Texto fornecido:
┌──

Extraído do número 08 - 2008

Nossa Senhora das Colinas de Lenola, Latina (Itália)

Da violência à caridade


Nossa Senhora aparece a um jovem quando este está prestes a cometer um homicídio. É assim que começa a história de frei Deogratias (Gabriele Mattei) e do santuário de Lenola.
Corria o ano de 1602


de Lorenzo Cappelletti


O santuário de Nossa Senhora das Colinas, em Lenola, Latina (Itália)

O santuário de Nossa Senhora das Colinas, em Lenola, Latina (Itália)

Na face de um dos montes Ausoni, a que dá para a planície de Fondi, favorecido por uma posição e por um clima encantadores, situa-se um pequeno santuário mariano cuja história já tem séculos, embora, ainda hoje, seja quase desconhecida fora dessa região: é o santuário de Nossa Senhora das Colinas de Lenola. O aniversário de quatrocentos anos da aparição que deu origem à veneração mariana nesse lugar (celebrado em 2002) foi uma oportunidade para tornar o santuário mais conhecido; mas outra, e ainda maior, foi o início (há exatamente um ano, em 29 de julho de 2007) e os desdobramentos da causa de beatificação do servo de Deus Gabriele Mattei, beneficiário da aparição, cuja experiência particular em torno dela pode ser brevemente retomada. Nós o faremos amparados pela primeira história da vida de Mattei e do santuário, composta, “a pedido que me foi feito por tantos devotos de Maria”, pelo dominicano Antonio Maria Battista, em 1683, poucos anos depois da morte de Gabriele Mattei. Aproveitamos o fato de esse texto, como os outros que citaremos, terem tido finalmente a primeira edição crítica, organizada pela comissão histórico-arquivística constituída para a abertura da causa de beatificação.

└──

Dados apresentados:
┌──

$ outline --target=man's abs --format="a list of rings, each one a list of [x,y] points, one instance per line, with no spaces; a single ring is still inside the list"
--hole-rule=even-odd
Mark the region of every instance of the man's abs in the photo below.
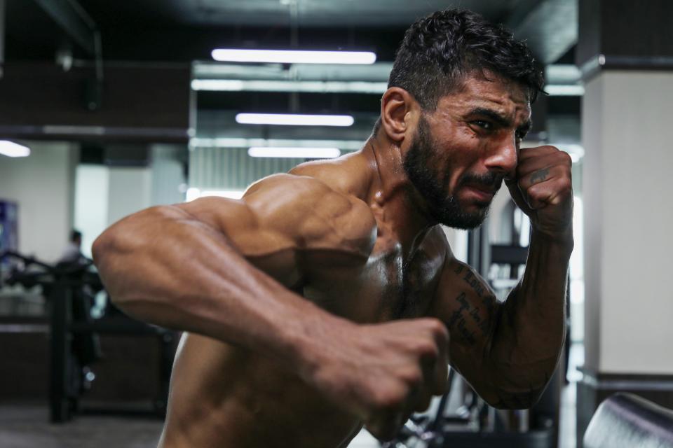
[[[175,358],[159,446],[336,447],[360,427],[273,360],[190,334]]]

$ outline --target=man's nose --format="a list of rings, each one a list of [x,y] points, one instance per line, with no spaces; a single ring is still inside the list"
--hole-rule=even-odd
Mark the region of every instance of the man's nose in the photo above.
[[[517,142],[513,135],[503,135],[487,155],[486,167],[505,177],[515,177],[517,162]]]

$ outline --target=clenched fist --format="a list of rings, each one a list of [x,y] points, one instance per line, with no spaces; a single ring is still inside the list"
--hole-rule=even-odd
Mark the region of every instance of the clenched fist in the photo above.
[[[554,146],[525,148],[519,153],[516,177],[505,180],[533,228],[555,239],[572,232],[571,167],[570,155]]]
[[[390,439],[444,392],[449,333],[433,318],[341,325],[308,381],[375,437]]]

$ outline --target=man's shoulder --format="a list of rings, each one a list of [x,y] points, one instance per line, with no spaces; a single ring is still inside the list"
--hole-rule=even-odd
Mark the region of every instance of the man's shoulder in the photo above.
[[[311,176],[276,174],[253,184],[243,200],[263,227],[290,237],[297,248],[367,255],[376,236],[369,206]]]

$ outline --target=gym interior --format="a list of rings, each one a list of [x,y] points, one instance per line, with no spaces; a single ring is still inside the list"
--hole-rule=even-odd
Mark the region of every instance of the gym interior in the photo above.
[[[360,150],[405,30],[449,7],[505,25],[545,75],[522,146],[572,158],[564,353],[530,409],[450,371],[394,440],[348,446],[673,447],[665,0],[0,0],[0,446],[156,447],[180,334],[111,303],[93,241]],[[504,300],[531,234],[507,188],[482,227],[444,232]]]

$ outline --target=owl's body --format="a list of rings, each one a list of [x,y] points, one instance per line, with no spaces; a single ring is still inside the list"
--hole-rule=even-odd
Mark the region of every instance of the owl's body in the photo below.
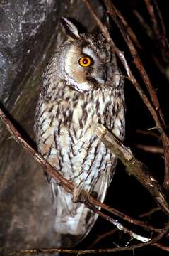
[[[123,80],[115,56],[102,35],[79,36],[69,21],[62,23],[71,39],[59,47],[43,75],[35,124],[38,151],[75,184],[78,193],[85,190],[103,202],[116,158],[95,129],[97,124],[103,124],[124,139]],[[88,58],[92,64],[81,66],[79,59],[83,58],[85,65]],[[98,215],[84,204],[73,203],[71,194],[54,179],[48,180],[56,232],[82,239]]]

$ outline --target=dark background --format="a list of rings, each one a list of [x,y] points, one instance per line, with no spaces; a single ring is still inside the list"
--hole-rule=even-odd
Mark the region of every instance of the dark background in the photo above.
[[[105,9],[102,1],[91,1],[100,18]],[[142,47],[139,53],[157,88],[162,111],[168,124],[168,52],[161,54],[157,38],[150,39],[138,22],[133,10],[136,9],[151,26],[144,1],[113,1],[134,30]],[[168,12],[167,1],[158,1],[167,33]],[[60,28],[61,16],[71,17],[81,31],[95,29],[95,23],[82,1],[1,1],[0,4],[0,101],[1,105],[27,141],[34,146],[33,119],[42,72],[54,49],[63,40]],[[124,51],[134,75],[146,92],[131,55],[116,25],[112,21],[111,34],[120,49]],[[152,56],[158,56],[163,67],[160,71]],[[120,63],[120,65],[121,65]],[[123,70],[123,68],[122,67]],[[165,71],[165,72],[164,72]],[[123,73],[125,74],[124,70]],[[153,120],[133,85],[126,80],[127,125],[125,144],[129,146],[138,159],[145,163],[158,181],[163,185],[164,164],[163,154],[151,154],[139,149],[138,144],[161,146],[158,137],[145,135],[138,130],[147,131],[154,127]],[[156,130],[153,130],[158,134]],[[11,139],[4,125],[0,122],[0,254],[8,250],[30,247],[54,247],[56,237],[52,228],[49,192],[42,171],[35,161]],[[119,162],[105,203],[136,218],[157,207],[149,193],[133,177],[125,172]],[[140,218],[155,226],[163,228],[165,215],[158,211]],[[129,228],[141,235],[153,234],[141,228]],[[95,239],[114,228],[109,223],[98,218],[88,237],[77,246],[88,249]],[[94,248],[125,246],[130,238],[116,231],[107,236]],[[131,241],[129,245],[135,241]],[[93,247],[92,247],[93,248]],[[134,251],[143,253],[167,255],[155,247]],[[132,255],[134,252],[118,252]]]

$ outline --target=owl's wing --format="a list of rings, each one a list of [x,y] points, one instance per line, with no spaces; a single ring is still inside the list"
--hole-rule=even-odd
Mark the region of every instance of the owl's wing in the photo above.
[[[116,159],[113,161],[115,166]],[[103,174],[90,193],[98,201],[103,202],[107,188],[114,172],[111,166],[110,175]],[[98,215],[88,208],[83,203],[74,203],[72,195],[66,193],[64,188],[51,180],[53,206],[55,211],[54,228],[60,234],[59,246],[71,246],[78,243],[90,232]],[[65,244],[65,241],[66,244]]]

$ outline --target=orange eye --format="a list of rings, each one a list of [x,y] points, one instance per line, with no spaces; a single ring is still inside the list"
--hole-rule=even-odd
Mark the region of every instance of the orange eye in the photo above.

└──

O exercício: Verta para o inglês a seguinte frase do texto sobre o santuário de Lenola: "Nossa Senhora aparece a um jovem quando este está prestes a cometer um homicídio."

Resposta final: Our Lady appears to a young man when he is about to commit a murder.